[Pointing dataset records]
----

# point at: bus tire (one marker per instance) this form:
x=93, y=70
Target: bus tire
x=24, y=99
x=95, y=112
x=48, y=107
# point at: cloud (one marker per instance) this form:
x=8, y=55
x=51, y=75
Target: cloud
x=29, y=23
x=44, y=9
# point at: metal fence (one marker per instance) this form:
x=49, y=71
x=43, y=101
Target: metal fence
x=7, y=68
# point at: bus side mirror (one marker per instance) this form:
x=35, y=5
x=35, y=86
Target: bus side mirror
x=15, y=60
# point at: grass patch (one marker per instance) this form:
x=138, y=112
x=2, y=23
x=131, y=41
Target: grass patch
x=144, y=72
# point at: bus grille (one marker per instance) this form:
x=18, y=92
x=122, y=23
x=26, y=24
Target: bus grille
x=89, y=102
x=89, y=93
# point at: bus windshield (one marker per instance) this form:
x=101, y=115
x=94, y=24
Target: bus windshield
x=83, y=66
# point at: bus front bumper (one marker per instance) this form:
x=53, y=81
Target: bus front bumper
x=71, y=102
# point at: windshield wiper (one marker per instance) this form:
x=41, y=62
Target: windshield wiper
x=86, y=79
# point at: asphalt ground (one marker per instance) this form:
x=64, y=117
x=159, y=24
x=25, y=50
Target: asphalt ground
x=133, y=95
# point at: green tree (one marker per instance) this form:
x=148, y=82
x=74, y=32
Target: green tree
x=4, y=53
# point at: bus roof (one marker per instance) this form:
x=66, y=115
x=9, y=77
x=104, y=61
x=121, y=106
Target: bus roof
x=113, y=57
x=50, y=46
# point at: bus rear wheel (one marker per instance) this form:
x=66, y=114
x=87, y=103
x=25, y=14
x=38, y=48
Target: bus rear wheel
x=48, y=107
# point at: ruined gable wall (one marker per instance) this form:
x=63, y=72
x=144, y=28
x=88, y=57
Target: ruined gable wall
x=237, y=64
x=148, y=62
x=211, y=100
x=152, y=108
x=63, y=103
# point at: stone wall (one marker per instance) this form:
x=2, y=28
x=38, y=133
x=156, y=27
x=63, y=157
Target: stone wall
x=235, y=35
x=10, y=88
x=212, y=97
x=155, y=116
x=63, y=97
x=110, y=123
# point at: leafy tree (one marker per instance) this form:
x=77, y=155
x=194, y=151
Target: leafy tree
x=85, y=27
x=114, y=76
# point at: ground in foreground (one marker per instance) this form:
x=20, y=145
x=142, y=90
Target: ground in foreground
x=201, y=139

----

Copy out the records from the line with "# point at: bus grille" up to and including the line with "x=71, y=102", keeping the requests and their sample lines unchanged. Multiply every answer coordinate by 0.35 and round to whole numbers, with halves rounded up.

- SOLUTION TO THE EXERCISE
# point at: bus grille (one marker per instance) this form:
x=18, y=92
x=122, y=23
x=26, y=24
Target: bus grille
x=31, y=36
x=31, y=33
# point at: bus windshield (one marker per instance) this form:
x=101, y=115
x=94, y=24
Target: bus windshield
x=29, y=23
# point at: bus front bumper (one marker per instance) this form:
x=53, y=81
Target: bus front bumper
x=25, y=36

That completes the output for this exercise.